ABSTRACT

The biological basis for mathematics is present in many living creatures other than human beings, making mathematics very different from reading and writing (that even for human beings can be regarded as “unnatural acts” or cultural artifacts). Many vertebrates, even fish and frogs, display behaviors that signify some kind of number sense, because their decisions show ability to “count” or respond to greater or lesser number sets; described by terms like “numerosity” or “subitizing,” number sense is a deeply embedded ability across many species, mammals and birds included, and is considered to be conserved for its useful survival properties. Fish are able to “count,” in that guppies will gravitate towards swimming with larger schools of fish rather than smaller ones; a frog can count how many noises its rivals are making in a mating situation and will try to outmatch the mating calls up to the number seven. (Amazingly, spiders have been found to actually count up their “savings” by number rather than the total mass of accumulated prey caught in their webs!) Some animals in fact appear to be able to make discriminations between groups of numbers up to ten, although it is more difficult if the groups differ by only one or two and are easier for the birds and mammals to discriminate if the difference within the first nine total numbers are at least three items apart. Chimpanzees are able to learn to associate actual Arabic numerals with a number of items, up to the Arabic numeral “9.” They can arrange the Arabic numerals as well as the groups of items in ascending order from the least to the most! In fact, chimpanzees have been found to have better working memory for numbers than human beings do, showing the ability to remember the locations of numerals that have been 95presented to them in a random sprinkled array after a delay when blank boxes come up for them to tap. (It is thought that some of this wonderful visually based working memory has been preempted or repurposed for language in human beings, and it can be argued that what we have gained is more important than what we have lost in terms of this working memory for spatial arrays of numerals.)

▸ Extracted information:
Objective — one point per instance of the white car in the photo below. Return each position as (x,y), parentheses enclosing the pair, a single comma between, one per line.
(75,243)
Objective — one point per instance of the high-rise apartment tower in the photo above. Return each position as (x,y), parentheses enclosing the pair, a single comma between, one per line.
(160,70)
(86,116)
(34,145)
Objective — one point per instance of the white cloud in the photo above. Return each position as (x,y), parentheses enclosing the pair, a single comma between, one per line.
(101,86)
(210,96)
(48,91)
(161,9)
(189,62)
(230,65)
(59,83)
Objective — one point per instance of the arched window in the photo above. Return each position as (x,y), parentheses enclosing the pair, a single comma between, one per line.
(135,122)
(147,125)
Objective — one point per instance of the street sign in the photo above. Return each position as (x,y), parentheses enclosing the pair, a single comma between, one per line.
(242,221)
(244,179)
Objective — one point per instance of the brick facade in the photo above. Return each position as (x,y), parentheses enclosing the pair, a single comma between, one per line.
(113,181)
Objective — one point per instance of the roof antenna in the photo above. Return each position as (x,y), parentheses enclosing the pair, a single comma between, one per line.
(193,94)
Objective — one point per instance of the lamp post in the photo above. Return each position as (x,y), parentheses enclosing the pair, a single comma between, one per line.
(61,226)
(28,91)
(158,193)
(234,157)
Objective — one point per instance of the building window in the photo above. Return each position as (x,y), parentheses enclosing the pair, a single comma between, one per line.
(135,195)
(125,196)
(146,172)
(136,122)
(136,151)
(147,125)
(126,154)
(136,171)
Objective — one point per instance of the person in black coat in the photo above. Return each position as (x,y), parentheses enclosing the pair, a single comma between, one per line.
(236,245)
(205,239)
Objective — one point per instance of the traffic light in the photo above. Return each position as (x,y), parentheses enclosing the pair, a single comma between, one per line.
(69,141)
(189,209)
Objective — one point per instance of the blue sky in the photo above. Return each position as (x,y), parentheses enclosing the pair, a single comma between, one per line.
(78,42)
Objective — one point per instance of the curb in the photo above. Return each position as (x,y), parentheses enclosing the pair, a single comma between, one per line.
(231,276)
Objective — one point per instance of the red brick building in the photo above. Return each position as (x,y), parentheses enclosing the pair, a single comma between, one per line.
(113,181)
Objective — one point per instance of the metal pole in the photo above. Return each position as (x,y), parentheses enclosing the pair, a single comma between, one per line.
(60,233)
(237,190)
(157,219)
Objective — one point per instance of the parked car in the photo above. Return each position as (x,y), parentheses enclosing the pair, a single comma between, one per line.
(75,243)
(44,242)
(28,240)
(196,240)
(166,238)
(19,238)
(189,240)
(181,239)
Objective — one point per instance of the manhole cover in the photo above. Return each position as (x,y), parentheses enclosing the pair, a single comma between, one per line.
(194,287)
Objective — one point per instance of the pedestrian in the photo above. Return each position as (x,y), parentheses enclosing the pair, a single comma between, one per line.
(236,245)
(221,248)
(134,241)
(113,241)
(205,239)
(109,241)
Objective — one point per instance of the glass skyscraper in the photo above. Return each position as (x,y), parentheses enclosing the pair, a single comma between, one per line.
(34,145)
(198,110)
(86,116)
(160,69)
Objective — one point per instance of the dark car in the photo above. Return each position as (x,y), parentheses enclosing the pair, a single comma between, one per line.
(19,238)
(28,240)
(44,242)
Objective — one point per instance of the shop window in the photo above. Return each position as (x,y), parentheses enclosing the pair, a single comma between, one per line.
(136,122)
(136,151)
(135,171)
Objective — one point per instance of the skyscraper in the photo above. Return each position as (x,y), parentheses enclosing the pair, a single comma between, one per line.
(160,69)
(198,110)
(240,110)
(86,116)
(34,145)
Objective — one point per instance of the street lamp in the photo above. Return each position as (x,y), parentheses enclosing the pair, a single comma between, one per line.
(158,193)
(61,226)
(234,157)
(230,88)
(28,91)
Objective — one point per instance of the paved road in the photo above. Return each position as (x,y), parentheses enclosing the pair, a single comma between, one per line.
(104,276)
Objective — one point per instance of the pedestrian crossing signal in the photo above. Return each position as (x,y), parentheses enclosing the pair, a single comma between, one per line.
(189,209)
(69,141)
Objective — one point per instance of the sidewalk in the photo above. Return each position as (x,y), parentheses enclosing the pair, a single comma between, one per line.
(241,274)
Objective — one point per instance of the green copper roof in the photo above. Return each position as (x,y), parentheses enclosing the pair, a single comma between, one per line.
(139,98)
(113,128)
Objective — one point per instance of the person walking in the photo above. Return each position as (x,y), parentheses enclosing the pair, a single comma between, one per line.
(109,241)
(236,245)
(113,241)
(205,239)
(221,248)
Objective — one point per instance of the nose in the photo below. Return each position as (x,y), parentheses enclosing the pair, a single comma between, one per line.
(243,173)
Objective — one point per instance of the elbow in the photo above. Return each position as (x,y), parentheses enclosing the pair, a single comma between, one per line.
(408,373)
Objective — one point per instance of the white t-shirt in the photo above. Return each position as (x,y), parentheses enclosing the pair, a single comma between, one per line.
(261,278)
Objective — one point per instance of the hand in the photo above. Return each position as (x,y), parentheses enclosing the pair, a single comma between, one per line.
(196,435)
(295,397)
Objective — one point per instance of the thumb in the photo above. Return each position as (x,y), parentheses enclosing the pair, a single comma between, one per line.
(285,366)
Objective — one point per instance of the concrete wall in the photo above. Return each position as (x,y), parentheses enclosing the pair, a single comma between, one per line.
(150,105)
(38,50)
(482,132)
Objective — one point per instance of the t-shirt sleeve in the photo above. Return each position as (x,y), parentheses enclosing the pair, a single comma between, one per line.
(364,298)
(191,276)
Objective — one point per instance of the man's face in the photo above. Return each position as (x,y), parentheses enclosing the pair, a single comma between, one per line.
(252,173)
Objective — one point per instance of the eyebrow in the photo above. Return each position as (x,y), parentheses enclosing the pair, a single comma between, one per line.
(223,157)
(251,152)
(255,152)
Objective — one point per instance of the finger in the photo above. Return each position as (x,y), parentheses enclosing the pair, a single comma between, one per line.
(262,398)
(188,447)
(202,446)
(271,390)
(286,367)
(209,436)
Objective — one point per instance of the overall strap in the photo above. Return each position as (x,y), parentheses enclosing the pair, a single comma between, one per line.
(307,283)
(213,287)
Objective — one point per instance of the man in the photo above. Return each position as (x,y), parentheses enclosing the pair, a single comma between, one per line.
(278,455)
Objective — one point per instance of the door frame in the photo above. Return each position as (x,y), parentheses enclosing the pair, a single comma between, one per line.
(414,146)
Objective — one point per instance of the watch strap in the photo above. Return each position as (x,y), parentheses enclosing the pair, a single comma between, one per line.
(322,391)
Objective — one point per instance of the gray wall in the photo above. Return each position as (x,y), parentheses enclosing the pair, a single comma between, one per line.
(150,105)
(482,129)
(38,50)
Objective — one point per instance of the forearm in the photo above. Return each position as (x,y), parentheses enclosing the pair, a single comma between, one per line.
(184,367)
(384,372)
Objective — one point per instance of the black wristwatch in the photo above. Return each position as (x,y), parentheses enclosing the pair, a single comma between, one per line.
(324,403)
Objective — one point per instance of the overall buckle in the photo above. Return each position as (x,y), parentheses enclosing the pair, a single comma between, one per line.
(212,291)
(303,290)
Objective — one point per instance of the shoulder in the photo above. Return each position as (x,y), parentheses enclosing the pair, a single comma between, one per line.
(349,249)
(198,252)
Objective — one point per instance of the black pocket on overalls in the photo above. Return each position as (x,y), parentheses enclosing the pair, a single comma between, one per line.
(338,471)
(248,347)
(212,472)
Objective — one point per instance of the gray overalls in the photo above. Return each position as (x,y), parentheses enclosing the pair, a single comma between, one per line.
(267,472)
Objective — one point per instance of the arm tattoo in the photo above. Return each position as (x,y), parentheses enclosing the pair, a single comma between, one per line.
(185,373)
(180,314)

▸ How to complete this task: Using the abstract, say yes or no to whether each statement agrees with it, and quote the deciding words from the abstract: (a) a frog will try to outmatch its rivals' mating calls up to the number seven; (b) chimpanzees can learn to associate Arabic numerals with a number of items up to the numeral 12; (c) spiders count their "savings" by the total mass of prey rather than by number.

▸ Task output:
(a) Yes: "a frog can count how many noises its rivals are making in a mating situation and will try to outmatch the mating calls up to the number seven"
(b) No: "Chimpanzees are able to learn to associate actual Arabic numerals with a number of items, up to the Arabic numeral “9.”"
(c) No: "spiders have been found to actually count up their “savings” by number rather than the total mass of accumulated prey caught in their webs"